**WHAT IS BEING ASKED**: Can you reproduce the court ruling word for word, starting at "Applicants’ Case 3." and ending at "ends of justice."?

**SOURCE TEXT**:
* Begin *

Kimolo & another v Karanja & another ((Suing as the administratrixs of the Estate of Peter Karanja Ndungu (Deceased)) [2024] KEHC 5438 (KLR) | Leave To Appeal Out Of Time | Esheria

Kimolo & another v Karanja & another ((Suing as the administratrixs of the Estate of Peter Karanja Ndungu (Deceased)) [2024] KEHC 5438 (KLR)

Full Case Text

Kimolo & another v Karanja & another ((Suing as the administratrixs of the Estate of Peter Karanja Ndungu (Deceased)) (Miscellaneous Civil Case E004 of 2024) [2024] KEHC 5438 (KLR) (25 April 2024) (Ruling)

Neutral citation: [2024] KEHC 5438 (KLR)

Republic of Kenya

In the High Court at Thika

Miscellaneous Civil Case E004 of 2024

FN Muchemi, J

April 25, 2024

Between

Jude Kingoo Kimolo

1st Appellant

Josiah Dennis Ikungu Kangangi

2nd Appellant

and

Jescah Wanjiku Karanja

1st Respondent

Susan Mugechi Chege & another (Suing as the administratrixs of the Estate of Peter Karanja Ndungu (Deceased)

2nd Respondent

(Suing as the administratrixs of the Estate of Peter Karanja Ndungu (Deceased)

Ruling

1. The application dated 15th January 2024 seeks for orders of leave to file an appeal out of time against the judgment in Thika CMCC No. E399 of 2021 delivered on 7th December 2023. The applicants further seek for orders of stay of execution in respect of the said judgment delivered on 7th December 2023 pending the hearing and determination of the appeal.

2. In opposition to the application, the respondents filed Grounds of Opposition dated 24th January 2024.

Applicants’ Case 3. The application was supported by an affidavit sworn by Mr. Kenneth Mwiti Mureithi, a Principal Legal Associate at Britam General Insurance Company Limited, the insurers of the applicants. Mr. Mureithi deponed that judgment in the trial court was delivered on 7th December 2023 for a sum of Kshs. 830,750/- in the respondents’ favour. Being dissatisfied with the judgment, the applicants intend to appeal the decision of the trial court. The deponent avers that the intended appeal has high chances of success.

4. The deponent states that the applicants are apprehensive that the respondents will proceed with execution of the decree as stay of execution lapsed on 5th January 2024. The deponent further states that such extreme and high prejudicial consequences before the hearing and determination of the appeal shall subvert the ends of justice.

5. The applicants undertake to lodge their Record of Appeal expeditiously within such time as the court may order upon receipt of the typed proceedings of the trial court. The deponent state that the applicants are willing to abide any conditions set by the court for the grant of the orders sought. The deponent further states that the application has been brought promptly and without unreasonable delay.

The Respondents’ Case 6. The respondents oppose the application on the premise that it is misconceived, vexatious, frivolous, an abuse of the court process and an afterthought coined up to deny them the fruits of the judgment.

* End *

**MATERIAL SHOWN**:
* Begin *

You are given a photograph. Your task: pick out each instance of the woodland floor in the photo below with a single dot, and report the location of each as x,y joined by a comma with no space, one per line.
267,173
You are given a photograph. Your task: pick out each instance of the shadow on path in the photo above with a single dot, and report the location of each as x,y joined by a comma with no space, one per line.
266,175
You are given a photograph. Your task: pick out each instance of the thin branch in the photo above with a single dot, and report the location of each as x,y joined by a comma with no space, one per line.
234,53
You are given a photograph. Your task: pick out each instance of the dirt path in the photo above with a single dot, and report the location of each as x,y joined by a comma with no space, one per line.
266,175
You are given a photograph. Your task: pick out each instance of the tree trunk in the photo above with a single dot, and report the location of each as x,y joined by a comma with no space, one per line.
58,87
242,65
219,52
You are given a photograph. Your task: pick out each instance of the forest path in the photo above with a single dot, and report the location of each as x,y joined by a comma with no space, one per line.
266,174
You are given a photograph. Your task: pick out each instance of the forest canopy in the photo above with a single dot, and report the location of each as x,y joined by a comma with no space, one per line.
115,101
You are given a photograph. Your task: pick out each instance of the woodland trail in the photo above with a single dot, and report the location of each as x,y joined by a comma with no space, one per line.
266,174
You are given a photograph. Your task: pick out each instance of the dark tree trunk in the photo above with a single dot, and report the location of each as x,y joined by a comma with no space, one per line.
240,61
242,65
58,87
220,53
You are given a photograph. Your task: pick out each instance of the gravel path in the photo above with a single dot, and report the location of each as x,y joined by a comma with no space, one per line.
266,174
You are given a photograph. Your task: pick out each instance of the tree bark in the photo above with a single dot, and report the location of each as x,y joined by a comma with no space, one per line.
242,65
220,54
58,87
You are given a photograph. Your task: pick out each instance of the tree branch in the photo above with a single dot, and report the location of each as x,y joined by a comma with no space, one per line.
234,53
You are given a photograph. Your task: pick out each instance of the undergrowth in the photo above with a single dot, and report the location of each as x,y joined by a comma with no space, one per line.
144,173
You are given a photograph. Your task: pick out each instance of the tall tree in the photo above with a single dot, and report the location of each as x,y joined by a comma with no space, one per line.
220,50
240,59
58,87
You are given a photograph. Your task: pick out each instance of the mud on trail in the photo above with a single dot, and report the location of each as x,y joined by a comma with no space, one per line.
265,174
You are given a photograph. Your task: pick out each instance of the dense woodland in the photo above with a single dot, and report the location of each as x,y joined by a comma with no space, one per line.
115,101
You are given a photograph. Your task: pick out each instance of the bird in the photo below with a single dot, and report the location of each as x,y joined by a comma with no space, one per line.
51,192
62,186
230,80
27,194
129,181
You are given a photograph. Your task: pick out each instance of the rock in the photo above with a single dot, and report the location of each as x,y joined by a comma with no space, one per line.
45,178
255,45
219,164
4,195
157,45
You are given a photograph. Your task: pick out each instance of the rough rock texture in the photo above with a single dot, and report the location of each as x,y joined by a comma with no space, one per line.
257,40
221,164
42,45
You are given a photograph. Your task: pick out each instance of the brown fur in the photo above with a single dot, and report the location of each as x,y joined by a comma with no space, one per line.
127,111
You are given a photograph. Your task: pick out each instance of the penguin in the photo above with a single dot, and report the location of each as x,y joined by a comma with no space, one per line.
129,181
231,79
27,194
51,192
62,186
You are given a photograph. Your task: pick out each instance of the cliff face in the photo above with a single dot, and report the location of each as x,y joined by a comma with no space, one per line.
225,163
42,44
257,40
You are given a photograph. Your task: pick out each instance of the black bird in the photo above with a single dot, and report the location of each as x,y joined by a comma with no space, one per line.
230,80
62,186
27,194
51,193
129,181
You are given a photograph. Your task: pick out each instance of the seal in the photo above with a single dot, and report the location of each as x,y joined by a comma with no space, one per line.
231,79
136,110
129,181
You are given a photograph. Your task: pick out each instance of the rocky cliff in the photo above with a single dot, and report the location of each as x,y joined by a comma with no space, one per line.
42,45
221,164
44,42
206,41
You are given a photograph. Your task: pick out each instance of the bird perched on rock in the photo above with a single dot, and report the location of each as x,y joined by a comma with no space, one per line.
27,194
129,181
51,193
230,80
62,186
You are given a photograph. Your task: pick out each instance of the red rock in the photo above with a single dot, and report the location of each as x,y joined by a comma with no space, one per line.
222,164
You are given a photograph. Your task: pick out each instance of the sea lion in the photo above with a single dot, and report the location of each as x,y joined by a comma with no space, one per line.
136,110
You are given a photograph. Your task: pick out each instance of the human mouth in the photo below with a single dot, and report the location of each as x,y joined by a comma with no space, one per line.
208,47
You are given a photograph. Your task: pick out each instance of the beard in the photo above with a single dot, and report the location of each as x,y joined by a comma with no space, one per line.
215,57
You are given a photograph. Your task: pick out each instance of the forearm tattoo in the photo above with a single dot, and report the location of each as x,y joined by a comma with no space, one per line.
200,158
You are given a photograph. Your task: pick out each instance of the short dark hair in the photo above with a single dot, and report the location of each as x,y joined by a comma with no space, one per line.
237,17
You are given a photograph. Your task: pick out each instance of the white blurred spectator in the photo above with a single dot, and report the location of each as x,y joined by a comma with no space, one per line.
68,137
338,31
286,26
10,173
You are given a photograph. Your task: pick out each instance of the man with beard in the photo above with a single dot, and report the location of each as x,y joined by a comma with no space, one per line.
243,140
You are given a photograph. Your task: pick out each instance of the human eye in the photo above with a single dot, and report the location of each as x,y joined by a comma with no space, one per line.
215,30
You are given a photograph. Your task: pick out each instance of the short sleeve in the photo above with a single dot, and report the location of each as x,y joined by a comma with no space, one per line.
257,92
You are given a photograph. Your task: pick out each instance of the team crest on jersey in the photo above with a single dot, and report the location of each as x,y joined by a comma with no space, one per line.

* End *

**ANSWER TO THE TASK**:
Applicants’ Case 3. The application was supported by an affidavit sworn by Mr. Kenneth Mwiti Mureithi, a Principal Legal Associate at Britam General Insurance Company Limited, the insurers of the applicants. Mr. Mureithi deponed that judgment in the trial court was delivered on 7th December 2023 for a sum of Kshs. 830,750/- in the respondents’ favour. Being dissatisfied with the judgment, the applicants intend to appeal the decision of the trial court. The deponent avers that the intended appeal has high chances of success.

4. The deponent states that the applicants are apprehensive that the respondents will proceed with execution of the decree as stay of execution lapsed on 5th January 2024. The deponent further states that such extreme and high prejudicial consequences before the hearing and determination of the appeal shall subvert the ends of justice.